Nas favelas do Rio, a legislação não tem efeito algum. Basta que alguém seja considerado "suspeito" para correr o risco de ser condenado à pena capital, consumada por um tiro de fuzil ou qualquer outra arma de um policial. Depois, divulga-se a notícia de que um "suspeito" ou vários "suspeitos" morreram em operação da polícia.
Esse processo penal paralelo foi colocado em prática mais uma vez hoje, na incursão que agentes civis e PMs fizeram na favela do Jacarezinho, na zona norte do Rio. Até o início da tarde, o saldo era de 25 mortes. Segundo a polícia, 24 dessas vítimas eram "suspeitas" e uma delas policial.

* * * * *

• **LISTA DE ATIVIDADES**:
a) Imprima o trecho sobre as mortes nas favelas do Rio, começando em "Nas favelas do" e seguindo até "uma delas policial.".
b) De acordo com o trecho sobre as mortes nas favelas do Rio, qual era o saldo de mortes da incursão no Jacarezinho até o início da tarde?
Os registros constituem um material à parte, sem relação com o trecho.

* * * * *

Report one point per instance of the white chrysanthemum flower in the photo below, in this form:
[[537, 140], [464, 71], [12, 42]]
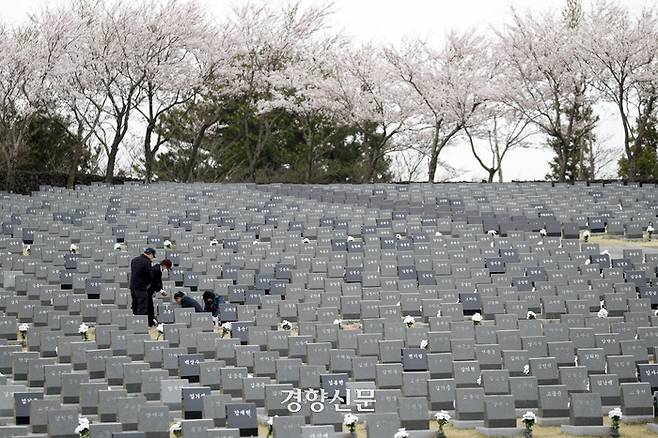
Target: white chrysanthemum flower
[[529, 416], [401, 433], [83, 425], [350, 419], [616, 412]]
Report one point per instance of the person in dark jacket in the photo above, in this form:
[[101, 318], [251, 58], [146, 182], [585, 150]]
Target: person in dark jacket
[[211, 302], [185, 301], [141, 277], [155, 287]]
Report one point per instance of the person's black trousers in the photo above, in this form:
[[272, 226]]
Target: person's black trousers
[[140, 301], [151, 310]]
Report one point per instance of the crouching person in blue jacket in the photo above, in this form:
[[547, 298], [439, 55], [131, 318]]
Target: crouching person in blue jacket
[[211, 302]]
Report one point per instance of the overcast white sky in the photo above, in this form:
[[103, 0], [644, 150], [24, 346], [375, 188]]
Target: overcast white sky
[[389, 21]]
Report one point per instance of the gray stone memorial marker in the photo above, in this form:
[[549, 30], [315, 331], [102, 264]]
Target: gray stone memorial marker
[[242, 416]]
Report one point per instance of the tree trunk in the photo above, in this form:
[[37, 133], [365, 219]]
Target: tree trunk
[[309, 158], [499, 163], [562, 173], [111, 161], [148, 154], [10, 181], [194, 152], [73, 167], [372, 165]]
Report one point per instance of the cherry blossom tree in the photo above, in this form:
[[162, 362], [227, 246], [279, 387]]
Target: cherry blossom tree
[[174, 68], [501, 130], [24, 88], [304, 88], [621, 53], [267, 40], [545, 82], [449, 83], [372, 97], [76, 101]]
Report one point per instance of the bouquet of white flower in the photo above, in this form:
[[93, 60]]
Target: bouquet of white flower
[[350, 421], [442, 418], [615, 419], [270, 426], [226, 328], [176, 429], [83, 427], [83, 329], [401, 433], [22, 329], [528, 419]]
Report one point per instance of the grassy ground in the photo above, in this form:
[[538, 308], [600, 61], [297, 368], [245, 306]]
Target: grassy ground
[[627, 431]]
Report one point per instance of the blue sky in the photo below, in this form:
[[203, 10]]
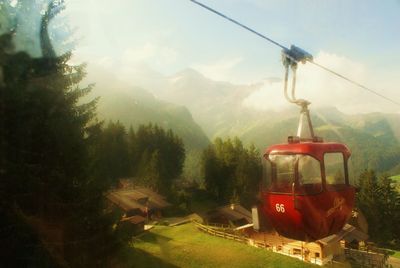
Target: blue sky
[[170, 35]]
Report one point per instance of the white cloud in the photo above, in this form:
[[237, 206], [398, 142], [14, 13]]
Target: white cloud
[[153, 52], [324, 89], [221, 70]]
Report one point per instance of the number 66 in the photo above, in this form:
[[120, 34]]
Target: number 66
[[280, 208]]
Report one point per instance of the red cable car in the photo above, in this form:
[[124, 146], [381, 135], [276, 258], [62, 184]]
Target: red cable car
[[308, 196]]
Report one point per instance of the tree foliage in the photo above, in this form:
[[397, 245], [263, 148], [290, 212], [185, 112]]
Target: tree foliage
[[46, 146], [380, 202], [231, 172], [157, 156]]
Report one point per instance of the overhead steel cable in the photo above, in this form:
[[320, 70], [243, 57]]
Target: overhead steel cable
[[287, 49]]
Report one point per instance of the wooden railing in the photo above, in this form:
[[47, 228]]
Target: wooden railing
[[212, 230]]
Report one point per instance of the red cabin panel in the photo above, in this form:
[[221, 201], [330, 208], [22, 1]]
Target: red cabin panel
[[315, 209]]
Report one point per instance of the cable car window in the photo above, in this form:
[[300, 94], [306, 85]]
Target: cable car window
[[310, 181], [283, 172], [334, 171], [267, 170]]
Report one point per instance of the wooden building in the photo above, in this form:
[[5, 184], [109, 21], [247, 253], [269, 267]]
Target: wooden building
[[319, 252], [139, 201], [233, 215], [133, 224]]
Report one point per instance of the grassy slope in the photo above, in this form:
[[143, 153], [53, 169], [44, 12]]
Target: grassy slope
[[185, 246]]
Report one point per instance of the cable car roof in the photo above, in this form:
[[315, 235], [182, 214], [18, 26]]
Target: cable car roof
[[315, 149]]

* * * * *

• **RESPOSTAS POR TAREFA**:
a)
Nas favelas do Rio, a legislação não tem efeito algum. Basta que alguém seja considerado "suspeito" para correr o risco de ser condenado à pena capital, consumada por um tiro de fuzil ou qualquer outra arma de um policial. Depois, divulga-se a notícia de que um "suspeito" ou vários "suspeitos" morreram em operação da polícia.
Esse processo penal paralelo foi colocado em prática mais uma vez hoje, na incursão que agentes civis e PMs fizeram na favela do Jacarezinho, na zona norte do Rio. Até o início da tarde, o saldo era de 25 mortes. Segundo a polícia, 24 dessas vítimas eram "suspeitas" e uma delas policial.

b) Até o início da tarde, o saldo era de 25 mortes.